(Entries shown begins)

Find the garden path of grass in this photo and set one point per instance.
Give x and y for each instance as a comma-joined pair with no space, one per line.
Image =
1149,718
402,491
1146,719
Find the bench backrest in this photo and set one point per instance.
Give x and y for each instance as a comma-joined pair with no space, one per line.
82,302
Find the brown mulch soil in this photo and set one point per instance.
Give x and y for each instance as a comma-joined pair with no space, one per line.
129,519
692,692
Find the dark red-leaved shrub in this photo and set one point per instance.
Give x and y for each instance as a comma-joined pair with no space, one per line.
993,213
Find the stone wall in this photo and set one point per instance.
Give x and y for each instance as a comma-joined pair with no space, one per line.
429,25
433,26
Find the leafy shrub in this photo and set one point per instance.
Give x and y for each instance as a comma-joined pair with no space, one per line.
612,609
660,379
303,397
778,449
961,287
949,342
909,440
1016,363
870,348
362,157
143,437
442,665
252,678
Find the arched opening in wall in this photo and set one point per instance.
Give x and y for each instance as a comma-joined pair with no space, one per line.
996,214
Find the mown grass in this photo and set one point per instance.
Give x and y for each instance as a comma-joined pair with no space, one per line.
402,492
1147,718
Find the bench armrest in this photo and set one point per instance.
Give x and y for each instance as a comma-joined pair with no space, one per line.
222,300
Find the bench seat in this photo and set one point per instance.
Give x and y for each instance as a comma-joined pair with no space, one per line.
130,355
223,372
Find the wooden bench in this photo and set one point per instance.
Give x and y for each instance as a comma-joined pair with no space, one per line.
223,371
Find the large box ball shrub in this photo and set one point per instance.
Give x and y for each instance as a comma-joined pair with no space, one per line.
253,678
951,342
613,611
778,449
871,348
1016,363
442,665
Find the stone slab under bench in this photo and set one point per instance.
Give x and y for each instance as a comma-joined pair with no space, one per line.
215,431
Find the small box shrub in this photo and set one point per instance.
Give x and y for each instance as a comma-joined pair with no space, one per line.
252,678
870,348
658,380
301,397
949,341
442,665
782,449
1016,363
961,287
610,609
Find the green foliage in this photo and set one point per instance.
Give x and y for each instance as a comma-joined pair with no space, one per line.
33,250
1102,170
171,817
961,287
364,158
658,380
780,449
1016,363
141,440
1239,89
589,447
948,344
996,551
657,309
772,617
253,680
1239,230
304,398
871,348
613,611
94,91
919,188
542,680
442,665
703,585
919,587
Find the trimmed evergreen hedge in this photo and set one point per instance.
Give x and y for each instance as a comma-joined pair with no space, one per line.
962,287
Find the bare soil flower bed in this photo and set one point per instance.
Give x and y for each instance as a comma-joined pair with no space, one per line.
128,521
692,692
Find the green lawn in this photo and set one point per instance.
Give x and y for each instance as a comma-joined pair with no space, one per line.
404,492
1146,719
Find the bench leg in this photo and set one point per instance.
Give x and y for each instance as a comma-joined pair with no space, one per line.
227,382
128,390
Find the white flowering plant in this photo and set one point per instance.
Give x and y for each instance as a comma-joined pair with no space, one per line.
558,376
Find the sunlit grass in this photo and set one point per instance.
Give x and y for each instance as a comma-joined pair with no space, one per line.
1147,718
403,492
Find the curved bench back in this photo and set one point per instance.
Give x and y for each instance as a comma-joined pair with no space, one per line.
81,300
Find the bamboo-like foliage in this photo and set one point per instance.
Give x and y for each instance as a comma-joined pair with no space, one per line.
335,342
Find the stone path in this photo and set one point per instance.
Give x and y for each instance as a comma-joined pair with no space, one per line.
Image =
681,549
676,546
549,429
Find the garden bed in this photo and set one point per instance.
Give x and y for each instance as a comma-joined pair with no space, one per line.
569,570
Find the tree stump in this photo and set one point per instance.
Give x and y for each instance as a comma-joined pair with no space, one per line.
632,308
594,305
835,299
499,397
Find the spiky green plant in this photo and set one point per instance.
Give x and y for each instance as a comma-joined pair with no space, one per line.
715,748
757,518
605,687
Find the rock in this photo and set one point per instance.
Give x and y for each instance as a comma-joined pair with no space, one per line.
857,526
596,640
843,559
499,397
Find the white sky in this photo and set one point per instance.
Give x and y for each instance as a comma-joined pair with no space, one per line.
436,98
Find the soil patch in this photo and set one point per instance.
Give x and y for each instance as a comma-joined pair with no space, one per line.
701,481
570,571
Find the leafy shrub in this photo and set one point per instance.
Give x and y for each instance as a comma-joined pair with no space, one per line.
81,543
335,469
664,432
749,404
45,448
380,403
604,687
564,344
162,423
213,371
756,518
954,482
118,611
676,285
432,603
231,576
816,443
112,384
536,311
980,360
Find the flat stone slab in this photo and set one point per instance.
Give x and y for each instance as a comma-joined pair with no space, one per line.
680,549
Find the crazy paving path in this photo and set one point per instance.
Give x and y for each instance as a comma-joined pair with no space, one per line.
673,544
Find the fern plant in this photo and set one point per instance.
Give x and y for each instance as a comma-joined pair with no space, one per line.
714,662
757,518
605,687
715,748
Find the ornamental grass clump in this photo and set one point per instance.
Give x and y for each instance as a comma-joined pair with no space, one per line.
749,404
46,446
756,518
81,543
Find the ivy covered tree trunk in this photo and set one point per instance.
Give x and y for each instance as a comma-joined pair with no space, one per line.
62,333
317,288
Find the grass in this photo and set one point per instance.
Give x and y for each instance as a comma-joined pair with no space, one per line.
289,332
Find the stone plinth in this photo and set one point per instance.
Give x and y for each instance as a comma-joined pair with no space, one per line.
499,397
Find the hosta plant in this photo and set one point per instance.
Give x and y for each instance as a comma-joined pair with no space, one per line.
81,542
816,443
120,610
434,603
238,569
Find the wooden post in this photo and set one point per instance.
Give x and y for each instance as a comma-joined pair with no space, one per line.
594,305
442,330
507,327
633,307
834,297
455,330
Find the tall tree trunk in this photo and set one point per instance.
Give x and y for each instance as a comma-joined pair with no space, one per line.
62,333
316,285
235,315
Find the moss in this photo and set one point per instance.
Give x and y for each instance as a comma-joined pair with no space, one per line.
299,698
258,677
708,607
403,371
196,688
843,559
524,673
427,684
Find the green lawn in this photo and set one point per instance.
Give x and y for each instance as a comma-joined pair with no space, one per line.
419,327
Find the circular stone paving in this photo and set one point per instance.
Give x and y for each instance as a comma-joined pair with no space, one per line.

(Entries shown ends)

Task item
Each line of the entries above that includes "foliage" counts once; state how many such lines there are, with the number as the only answer.

Output
2